■ GOALS:
1) List every transceiver chip compared in the hardware design text.
2) Rewrite the hardware design text from "Up next is provided" to "of the system.", putting "communications" in place of "COMMS".
3) Continue the hardware design text from where it stops.

■ TEXT TO READ:
☆ ☆ ☆ ☆ ☆ ☆ ☆
Hardware Design

Design Choices

Up next is provided a table including the most important components of the COMMS subsystem. In the following sections is found information about each one of them as well as the overall design of the system.

Quick Facts Table

Specification	Value
Frequency	868 MHz
Modulation	LoRa
Bandwidth	125 kHz
Maximum output power	22 dBm
Maximum current consumption	118 mA
Effective data rate	537.1 bps
Coding rate	4/5
Spreading Factor	11
Antenna	λ/4 monopole

Table 1: COMMS Quick Facts Table

Transciever and Technology

It is crucial to consider that the restricted size of the PocketQube will dictate the maximum power of the signal to can transmit. This is both due to the physical space constraints, discarding the possibility of more complex designs and also due to the power constraits of having a small surface area on the lateral boards for energy gathering.

Hence, it requiered to employ technlogies that provide low consumption, small amounts of space as well as the necessary power and range capabilities to meet the mission's requirements.

It is opted for the utilization of LPWANs (Low Power Wide Area Networks), specifically employing the LoRa (Long Range) physical layer technology. The selected transciever for the subsystem is the SX1262 LoRa Transciever from Semtech, chosen from a range of options due to its superior output, frequency and lower power consumption in comparison to its counterparts:

Chip	SX1262	SX1261	SX1268	SX1272	SX1276	SX1278
Physical Layer Technology	LoRa	LoRa	LoRa	LoRa	LoRa	LoRa
Frequency range	150 - 960 MHz	150 - 960 MHz	410-810 MHz	860-1020 MHz	137-1020 MHz	137-525 MHz
Bandwidth	7,8 - 500 kHz	7,8 - 500 kHz	7,8 - 500 kHz	7,8 - 500 kHz	7,8 - 500 kHz	7,8 - 500 kHz
Maximum output power	22 dBm	15 dBm	22 dBm	20 dBm	20 dBm	20 dBm
Maximum current consumption	118 mA	25,5 mA	107 mA	125 mA	120 mA	120 mA
Size	4mm x 4mm	4mm x 4mm	4 mm x 4 mm	6 mm x 6 mm	6 mm x 6 mm	6 mm x 6 mm

Table 1: Transciever comparisons and selected transciever in green.

Another factor taken account into the desing choice is the flight heritage of the technlogy as FOSSASAT-1 already practically demonstrated the feasibility LoRa communications in space.

Switch

The switch to be used must fulfill certain requisites established mainly by the transciever. First of all it is important to consider the frequency ranges it'll have to work on, being around 868 MHz in our case. Furthermore the switch is to be controlled by an analogic pin of the SX1262, therefore it must work at voltages as close as possible as 3.3V. The insertion losses are also an important factor, having to be minimized. The commutation control scheme has some flexibility as software can be defined to sort out path chosing.
☆ ☆ ☆ ☆ ☆ ☆ ☆
(Position identification records)

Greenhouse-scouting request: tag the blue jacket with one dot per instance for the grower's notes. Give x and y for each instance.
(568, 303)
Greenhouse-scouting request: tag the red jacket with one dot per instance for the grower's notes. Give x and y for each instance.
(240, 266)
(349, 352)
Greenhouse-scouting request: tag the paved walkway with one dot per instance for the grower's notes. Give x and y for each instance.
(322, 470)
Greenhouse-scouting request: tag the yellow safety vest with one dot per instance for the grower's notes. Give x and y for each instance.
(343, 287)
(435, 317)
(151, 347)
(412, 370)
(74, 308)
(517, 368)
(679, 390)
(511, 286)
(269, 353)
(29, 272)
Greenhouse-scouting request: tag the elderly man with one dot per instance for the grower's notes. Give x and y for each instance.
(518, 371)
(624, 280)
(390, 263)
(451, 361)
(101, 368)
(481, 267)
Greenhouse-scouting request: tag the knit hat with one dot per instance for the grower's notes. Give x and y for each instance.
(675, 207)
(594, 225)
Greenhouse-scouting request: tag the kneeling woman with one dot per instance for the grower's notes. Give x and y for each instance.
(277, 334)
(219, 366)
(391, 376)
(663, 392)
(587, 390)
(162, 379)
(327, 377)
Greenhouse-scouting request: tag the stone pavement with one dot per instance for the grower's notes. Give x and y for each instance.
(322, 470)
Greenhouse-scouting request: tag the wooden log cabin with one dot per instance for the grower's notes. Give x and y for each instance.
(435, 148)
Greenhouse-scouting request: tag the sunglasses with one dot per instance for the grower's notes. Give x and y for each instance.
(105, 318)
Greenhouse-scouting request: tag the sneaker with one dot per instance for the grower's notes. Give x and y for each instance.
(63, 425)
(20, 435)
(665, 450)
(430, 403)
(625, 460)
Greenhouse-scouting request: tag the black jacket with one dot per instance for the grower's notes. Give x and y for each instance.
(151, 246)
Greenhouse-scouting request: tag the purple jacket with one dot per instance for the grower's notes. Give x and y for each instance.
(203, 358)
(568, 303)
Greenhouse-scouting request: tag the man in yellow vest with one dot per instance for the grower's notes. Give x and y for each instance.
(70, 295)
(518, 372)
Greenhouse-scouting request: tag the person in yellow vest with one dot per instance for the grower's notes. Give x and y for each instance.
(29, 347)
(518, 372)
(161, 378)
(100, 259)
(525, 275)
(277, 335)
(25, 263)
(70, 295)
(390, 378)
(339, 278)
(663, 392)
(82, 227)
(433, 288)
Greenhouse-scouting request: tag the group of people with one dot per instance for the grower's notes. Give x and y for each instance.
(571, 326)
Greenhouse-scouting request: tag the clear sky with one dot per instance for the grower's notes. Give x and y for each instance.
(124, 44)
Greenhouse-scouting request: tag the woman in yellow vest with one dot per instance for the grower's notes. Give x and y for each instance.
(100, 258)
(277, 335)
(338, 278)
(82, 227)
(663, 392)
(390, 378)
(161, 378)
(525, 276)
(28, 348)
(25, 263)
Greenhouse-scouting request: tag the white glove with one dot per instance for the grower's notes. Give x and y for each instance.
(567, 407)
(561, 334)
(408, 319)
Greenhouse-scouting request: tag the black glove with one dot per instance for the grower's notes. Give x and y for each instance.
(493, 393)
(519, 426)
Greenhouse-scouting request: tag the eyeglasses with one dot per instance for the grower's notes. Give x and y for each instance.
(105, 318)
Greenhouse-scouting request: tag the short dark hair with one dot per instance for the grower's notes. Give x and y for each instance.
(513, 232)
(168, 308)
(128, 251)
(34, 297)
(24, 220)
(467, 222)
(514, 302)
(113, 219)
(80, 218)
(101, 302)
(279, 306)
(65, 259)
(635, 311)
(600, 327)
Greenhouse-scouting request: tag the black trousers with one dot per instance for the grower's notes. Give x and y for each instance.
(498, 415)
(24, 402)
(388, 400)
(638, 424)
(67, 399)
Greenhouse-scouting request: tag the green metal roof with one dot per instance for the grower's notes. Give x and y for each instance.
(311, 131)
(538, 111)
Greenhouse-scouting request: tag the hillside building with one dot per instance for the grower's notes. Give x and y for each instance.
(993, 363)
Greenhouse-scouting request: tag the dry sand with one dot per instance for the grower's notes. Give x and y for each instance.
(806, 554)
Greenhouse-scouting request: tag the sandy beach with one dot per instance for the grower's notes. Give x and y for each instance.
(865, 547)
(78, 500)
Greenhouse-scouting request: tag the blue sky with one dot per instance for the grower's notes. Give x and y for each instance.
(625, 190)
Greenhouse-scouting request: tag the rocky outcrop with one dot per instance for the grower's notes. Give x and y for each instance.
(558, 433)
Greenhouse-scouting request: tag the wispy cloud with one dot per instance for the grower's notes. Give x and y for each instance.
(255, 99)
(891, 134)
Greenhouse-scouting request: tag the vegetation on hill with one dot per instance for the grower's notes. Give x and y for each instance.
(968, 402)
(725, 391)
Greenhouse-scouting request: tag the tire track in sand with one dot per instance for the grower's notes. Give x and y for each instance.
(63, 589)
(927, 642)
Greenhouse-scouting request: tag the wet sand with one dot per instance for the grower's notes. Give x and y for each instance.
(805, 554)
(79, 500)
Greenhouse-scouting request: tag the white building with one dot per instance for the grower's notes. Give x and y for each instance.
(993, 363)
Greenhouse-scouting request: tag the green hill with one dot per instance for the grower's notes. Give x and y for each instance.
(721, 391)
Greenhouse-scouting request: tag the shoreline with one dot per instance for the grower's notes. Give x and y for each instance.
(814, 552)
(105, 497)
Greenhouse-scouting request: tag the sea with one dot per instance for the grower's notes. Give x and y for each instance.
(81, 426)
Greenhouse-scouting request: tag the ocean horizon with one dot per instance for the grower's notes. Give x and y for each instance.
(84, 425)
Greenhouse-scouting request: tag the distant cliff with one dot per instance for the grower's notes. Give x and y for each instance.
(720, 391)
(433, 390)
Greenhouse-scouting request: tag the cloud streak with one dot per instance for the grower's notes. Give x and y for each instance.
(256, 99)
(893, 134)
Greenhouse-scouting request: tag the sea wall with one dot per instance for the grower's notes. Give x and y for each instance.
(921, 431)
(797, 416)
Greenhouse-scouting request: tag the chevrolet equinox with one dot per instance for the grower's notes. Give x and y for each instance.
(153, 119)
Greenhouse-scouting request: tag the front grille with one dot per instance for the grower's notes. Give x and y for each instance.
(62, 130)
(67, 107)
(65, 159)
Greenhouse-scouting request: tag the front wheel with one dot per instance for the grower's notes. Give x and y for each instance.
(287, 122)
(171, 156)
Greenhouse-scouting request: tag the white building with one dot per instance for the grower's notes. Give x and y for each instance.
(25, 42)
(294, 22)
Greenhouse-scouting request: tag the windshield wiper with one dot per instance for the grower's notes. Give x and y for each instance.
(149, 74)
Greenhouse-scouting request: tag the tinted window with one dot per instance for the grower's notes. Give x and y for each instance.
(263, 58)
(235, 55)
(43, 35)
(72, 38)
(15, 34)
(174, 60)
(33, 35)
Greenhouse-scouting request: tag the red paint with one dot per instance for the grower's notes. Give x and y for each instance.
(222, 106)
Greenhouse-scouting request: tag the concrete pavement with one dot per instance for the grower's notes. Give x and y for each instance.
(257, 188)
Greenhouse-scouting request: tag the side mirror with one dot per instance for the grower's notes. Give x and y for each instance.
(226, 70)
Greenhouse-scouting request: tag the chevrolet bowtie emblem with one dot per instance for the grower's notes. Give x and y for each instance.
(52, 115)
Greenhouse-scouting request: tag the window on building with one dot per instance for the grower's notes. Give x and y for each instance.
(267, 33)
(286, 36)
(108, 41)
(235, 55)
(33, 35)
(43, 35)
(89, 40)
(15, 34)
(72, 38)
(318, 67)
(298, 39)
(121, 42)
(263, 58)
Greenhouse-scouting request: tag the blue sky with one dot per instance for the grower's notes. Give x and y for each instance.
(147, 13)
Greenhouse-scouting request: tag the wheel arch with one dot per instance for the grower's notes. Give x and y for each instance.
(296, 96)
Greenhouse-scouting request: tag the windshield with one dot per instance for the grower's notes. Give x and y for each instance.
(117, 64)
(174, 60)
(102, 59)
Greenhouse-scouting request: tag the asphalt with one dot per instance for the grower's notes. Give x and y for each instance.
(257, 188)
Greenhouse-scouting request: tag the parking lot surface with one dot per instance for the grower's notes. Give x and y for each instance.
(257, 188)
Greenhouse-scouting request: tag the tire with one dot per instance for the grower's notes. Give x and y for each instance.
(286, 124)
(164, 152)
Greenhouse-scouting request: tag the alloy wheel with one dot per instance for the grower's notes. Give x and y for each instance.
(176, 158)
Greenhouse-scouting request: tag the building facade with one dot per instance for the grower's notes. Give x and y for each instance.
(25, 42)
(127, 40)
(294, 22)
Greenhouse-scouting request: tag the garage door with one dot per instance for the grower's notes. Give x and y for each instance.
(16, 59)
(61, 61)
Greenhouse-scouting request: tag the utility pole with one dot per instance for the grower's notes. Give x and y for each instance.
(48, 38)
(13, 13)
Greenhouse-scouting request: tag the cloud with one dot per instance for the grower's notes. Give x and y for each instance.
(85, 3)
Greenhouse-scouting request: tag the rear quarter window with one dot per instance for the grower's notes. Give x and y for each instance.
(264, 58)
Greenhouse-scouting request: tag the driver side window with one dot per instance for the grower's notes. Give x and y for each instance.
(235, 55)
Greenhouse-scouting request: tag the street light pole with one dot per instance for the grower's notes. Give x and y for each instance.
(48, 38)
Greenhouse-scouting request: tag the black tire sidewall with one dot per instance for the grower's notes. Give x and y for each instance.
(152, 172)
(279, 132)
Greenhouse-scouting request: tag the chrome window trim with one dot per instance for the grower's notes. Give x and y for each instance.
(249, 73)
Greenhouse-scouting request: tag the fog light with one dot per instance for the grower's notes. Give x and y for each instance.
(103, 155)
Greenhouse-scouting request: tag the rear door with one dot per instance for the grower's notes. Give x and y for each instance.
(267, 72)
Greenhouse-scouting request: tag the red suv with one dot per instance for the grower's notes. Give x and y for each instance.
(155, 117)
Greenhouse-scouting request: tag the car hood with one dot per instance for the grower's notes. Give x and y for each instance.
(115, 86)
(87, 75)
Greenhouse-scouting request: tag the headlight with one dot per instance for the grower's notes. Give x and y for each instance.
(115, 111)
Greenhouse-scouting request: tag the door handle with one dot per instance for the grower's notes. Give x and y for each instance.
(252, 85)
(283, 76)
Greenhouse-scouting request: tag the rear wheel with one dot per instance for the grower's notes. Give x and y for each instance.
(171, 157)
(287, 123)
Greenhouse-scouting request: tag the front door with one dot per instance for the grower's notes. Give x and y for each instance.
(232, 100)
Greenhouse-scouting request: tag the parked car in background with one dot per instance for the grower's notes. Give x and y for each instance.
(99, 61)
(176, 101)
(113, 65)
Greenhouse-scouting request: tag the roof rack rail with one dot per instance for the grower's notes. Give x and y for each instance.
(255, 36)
☆ ☆ ☆ ☆ ☆ ☆ ☆
■ RESPONSES PER TASK:
1) SX1262, SX1261, SX1268, SX1272, SX1276, SX1278

2)
Up next is provided a table including the most important components of the communications subsystem. In the following sections is found information about each one of them as well as the overall design of the system.

3)
The switch selected is the BGS12P2L6E6327XTSA1 from Infineon. Previously the BGS12PL6E6327XTSA1 was used but due to availability issues the first one has been selected. The new switch boasts less losses while being feature in the same package as the old one. Both provide low current consumption and fulfill the previous requirements.

Crystal Oscillator

The COMMS crystal oscillator is responsible for providing a stable RF reference signal to the transciever. This signal is to be of a frequency of 32 MHz as established by the transciever manufacturer. It is mandatory that the selected oscillator remains stable enough in a range of temperatures around -20ºC-80ºC.

The selected crystal oscillator is the FA-128_32.0000MF20X-K5 from EPSON due to it's size and appropiate frequency drifts in the temperature ranges expected. This oscillator is also recommended by the transciever manifacturer.

Antenna Connector

The selected antenna connector is the D.FL75-R-SMT-1(40) from Hirose Electric due to it fitting the frequency and thermic requirements as well as being easily mated.

Antenna

The antenna is the part of the communications system that radiates the signals towards the ground station and receives the signals coming from it. There are different kinds of antennas, but not all of them fit the needs and constraints of a PocketQube mission. Derived from the requirements, the antenna needs to have the following features:

• Tuned at 868 MHz (λ = 0.346 m), to use Europe LoRa ISM frequency.
• Foldable within the PocketQube standard maximum dimensions.
• Wide beam width (large θ3dB) to avoid having pointing mismatch with the GS.

Having analyzed the different alternatives of antennas, only wire antennas accomplish the size requirements while keeping an easy method to fold them. A monopole antenna is selected due to the complications that arise from using a dipole design (possible interferences and modification of some features of the radiation pattern) as well as the simplicity to fold it.

Note that an ideal monopole has an infinite ground plane that, following the image theory for currents, will radiate as if the monopole had another symmetric element on the other side of the ground plane. However, in real life, the ground is neither a perfect conductor which cancels the radiation in the horizontal direction, nor it has an infinite ground plane, which generates some back lobes.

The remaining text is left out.